Pointing and labeling entries:
>>

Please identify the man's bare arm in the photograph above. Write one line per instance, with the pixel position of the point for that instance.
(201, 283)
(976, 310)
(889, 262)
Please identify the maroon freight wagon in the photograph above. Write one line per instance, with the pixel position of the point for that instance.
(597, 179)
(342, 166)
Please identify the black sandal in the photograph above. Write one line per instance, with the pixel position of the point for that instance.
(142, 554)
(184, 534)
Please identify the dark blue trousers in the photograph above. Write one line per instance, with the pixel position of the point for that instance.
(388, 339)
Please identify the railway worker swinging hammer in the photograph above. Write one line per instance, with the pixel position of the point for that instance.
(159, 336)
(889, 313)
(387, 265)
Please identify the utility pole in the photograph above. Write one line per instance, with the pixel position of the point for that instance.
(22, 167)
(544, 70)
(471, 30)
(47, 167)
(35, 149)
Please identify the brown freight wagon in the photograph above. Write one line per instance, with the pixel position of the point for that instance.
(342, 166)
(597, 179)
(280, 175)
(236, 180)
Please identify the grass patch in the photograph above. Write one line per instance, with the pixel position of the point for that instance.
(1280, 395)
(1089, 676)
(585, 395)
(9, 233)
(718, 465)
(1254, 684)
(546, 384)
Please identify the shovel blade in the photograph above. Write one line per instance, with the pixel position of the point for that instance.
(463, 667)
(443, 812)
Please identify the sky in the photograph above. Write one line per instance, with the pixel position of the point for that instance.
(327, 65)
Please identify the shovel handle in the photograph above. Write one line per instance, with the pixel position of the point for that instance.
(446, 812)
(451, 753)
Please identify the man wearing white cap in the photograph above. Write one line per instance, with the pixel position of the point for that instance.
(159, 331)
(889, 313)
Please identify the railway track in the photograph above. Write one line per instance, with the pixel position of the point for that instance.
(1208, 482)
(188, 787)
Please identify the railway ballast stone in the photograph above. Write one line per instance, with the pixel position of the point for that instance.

<<

Written request: Please copy the lines above from the one containing "Please identify the grass" through the last line, inclusive, keeping the request lines unchanged. Multiply every pixel coordinate in the answers by 1.1 and round each result to a whole number, with halves rounded up.

Correct output:
Please identify the grass patch in the photograph above. Write one line per instance, with the pixel position of the point for that instance.
(1408, 435)
(1198, 744)
(644, 435)
(10, 256)
(790, 512)
(1379, 752)
(601, 422)
Please identify the shovel blade in the photograph above. Write one line per instance, with the pixel position of the point for that instance.
(509, 734)
(487, 893)
Please identify the sky in the photograph above. Write one line per instance, with the pixel position of the point for that instance.
(360, 72)
Please identify the shovel handle in the photograph above. Write one line per instance, with the pixel position of the point for that instance.
(491, 893)
(496, 828)
Please identify the man wearing white cap in the photograph above. Write one line per instance, with the pixel position of the point for that instance.
(175, 364)
(978, 344)
Please identify the railway track in the photograph above. Write one line per instance, with the pixel position of the point for that instance.
(1329, 530)
(207, 866)
Please identify the railway ballast stone in the photograph above. Write one line per instance, with the pixel position of the point for that instance.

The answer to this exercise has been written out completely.